> [About this exercise]:
Can you quote, word for word, every line from the first line of the records below through the line containing "one marker per instance, written like [362,229]", and nothing else?
___ Task input
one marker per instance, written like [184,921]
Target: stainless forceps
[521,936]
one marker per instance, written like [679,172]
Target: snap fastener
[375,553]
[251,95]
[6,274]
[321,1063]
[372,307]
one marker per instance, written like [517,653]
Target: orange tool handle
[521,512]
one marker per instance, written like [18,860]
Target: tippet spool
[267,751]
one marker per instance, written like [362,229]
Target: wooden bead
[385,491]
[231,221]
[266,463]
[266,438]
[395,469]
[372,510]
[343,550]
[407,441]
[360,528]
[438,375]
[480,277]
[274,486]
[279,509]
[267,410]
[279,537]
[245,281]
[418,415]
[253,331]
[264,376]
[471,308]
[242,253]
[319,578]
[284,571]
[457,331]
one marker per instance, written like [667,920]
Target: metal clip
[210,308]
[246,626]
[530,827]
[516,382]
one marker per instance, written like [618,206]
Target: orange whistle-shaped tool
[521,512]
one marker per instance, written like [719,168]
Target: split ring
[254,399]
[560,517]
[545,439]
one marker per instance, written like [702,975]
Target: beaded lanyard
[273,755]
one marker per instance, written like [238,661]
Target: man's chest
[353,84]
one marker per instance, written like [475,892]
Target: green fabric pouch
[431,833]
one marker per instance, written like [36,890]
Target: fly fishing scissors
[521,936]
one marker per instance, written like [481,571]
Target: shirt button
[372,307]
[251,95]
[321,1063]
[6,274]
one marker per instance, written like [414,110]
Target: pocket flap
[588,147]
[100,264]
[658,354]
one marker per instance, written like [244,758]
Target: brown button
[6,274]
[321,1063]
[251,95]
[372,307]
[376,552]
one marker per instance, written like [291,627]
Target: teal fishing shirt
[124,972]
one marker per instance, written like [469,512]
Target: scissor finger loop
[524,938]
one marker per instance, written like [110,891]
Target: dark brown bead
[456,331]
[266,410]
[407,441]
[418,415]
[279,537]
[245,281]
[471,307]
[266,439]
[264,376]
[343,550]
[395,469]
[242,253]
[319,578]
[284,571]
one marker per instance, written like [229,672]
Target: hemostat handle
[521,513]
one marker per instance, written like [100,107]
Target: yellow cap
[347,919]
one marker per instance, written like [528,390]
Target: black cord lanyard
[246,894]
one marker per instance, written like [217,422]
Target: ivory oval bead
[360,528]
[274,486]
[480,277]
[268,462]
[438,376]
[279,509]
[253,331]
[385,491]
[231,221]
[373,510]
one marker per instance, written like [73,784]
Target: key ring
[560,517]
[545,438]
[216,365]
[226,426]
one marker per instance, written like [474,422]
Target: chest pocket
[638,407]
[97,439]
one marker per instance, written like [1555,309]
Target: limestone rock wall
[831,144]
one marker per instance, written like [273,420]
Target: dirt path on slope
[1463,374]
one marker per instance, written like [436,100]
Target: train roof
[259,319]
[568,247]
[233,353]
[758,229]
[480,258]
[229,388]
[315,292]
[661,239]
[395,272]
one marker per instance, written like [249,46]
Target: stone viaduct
______
> [Exercise answer]:
one marker per instance, written like [184,921]
Target: stainless forceps
[521,936]
one marker per instance, written like [679,172]
Target: snap fastener
[375,553]
[251,95]
[6,274]
[321,1063]
[372,307]
one marker per instance, written like [517,653]
Target: orange tool handle
[521,512]
one marker per instance, written like [18,860]
Target: tippet spool
[267,751]
one marker per instance, written like [362,229]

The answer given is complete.